◆ **Extract to read**:

The game will kick off at noon (EST) and will be telecast by the SEC Network.
Coach Jeff Brohm’s Cardinals defeated ACC rival Pittsburgh on Saturday.
History and trends
Kentucky leads the all-time series with Louisville 20-15.
The Wildcats have won the past five meetings with the Cardinals and six of the last seven.
UK coach Mark Stoops is 6-4 against Louisville.
Cardinals head man Jeff Brohm is 0-1 vs. Kentucky.
There has traditionally not been much of a home-field advantage in the modern Governor’s Cup football rivalry.
In the modern (since 1994) UK-U of L series, the Cardinals are 10-6 against the Wildcats in Lexington.
Conversely, the Cats are 8-5 (in on-the-field results) vs. the Cards in The Ville.
Neither Kentucky nor Louisville has been especially good against power conference competition recently.
The Wildcats are 3-13 in their last 16 games against power conference foes. U of L is 5-7 in its last 12 such games.
Most recent meeting
Ray Davis scored three touchdowns, J.J. Weaver recovered two second-half fumbles and Barion Brown returned a kickoff for a TD to spark Kentucky to a come-from-behind, 38-31 upset of No. 9 Louisville at L&N Federal Credit Union Stadium.
UK trailed by 10 points on two different occasions in the third quarter but rallied behind Brown, Weaver and Davis to beat the Cardinals for the fifth consecutive time.
The game was played against a backdrop of national media reports that UK coach Mark Stoops would be departing after the contest to become the new head man at Texas A&M.
Ultimately, that did not happen.

◆ **Listed entries**:
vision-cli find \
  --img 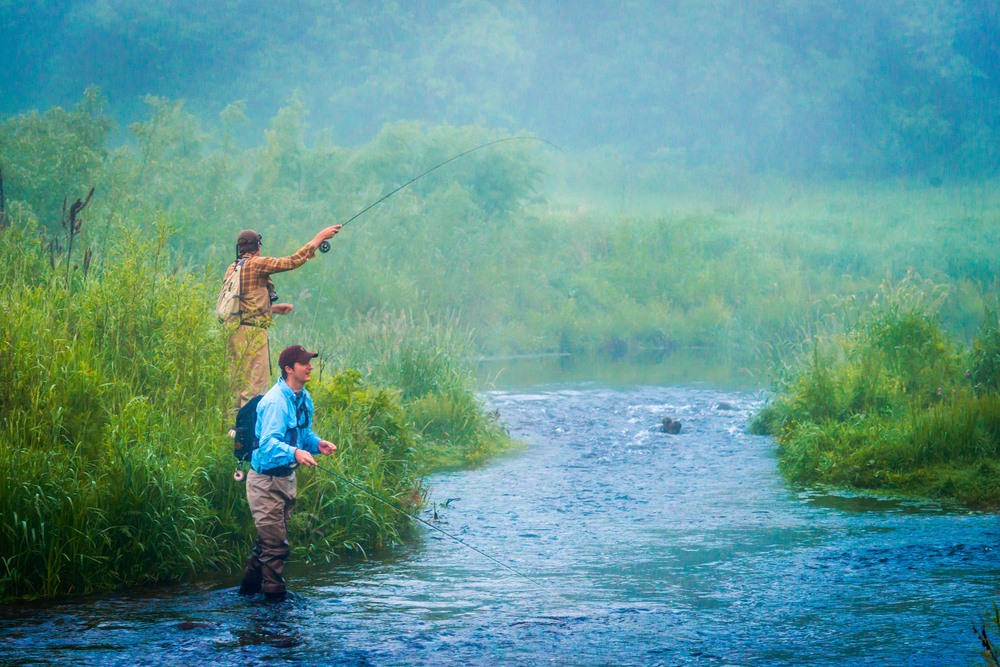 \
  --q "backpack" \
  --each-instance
[215,257,247,324]
[233,394,264,463]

◆ **Task goal**: Write out the passage of the Kentucky–Louisville game preview word for word, starting at "Most recent meeting" and ending at "Credit Union Stadium.".

◆ **Result below**:
Most recent meeting
Ray Davis scored three touchdowns, J.J. Weaver recovered two second-half fumbles and Barion Brown returned a kickoff for a TD to spark Kentucky to a come-from-behind, 38-31 upset of No. 9 Louisville at L&N Federal Credit Union Stadium.